• _GOAL OF THE EXERCISE_:
Copy every line of the listing below, keeping the category and keypoint lines, and add 4 to each number in the point coordinates. Leave the pictures out.

— Begin RECORDS FOR THE EXERCISE —

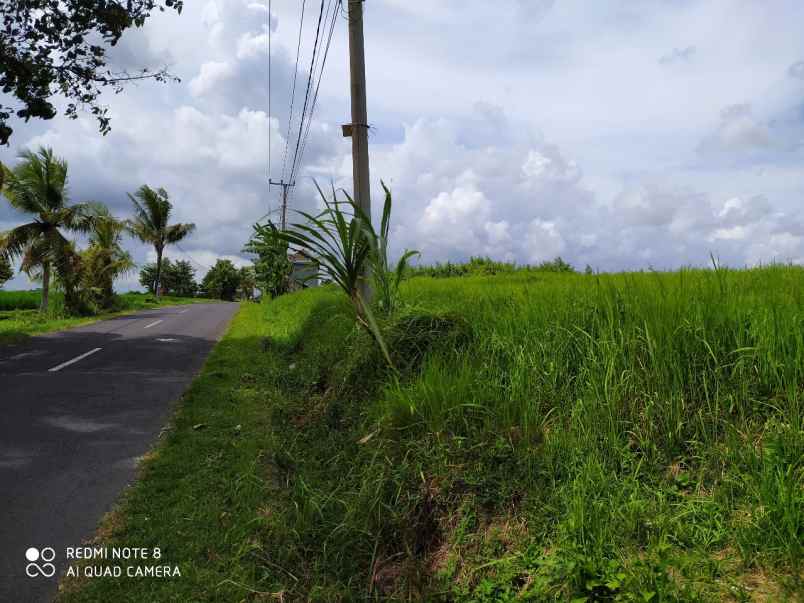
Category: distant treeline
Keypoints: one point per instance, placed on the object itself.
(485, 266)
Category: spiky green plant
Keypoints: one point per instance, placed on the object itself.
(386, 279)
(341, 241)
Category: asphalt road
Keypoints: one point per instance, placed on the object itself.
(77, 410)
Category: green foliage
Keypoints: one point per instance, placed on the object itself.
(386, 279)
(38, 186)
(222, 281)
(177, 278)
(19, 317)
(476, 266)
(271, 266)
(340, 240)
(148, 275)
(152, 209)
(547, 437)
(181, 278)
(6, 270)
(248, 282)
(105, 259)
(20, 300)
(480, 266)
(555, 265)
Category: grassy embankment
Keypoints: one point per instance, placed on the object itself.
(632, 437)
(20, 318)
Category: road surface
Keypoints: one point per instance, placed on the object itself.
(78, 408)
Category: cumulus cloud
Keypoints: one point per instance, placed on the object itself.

— End RECORDS FOR THE EXERCISE —

• _TASK RESULT_:
Category: distant treeline
Keypoints: one point per instance, placed on the object itself.
(489, 270)
Category: spiky green plant
Keypoints: one point per instance, placed on the object itself.
(390, 283)
(345, 245)
Category: asphalt road
Keypoints: one point per instance, placed on the object itself.
(81, 414)
Category: green foliage
Keypoints: one point per instance, placed on the object itself.
(390, 283)
(42, 190)
(226, 285)
(181, 282)
(23, 321)
(480, 270)
(275, 270)
(344, 244)
(152, 279)
(156, 213)
(551, 441)
(185, 282)
(10, 274)
(252, 286)
(109, 263)
(24, 304)
(484, 270)
(559, 269)
Category: grassy embankment
Keypoints: one point per instance, placed on the object itself.
(636, 441)
(24, 322)
Category: road surface
Keypoints: one point per instance, placed on the object itself.
(82, 412)
Category: cumulus cloud
Keypoints: one point per instance, placed on the object itself.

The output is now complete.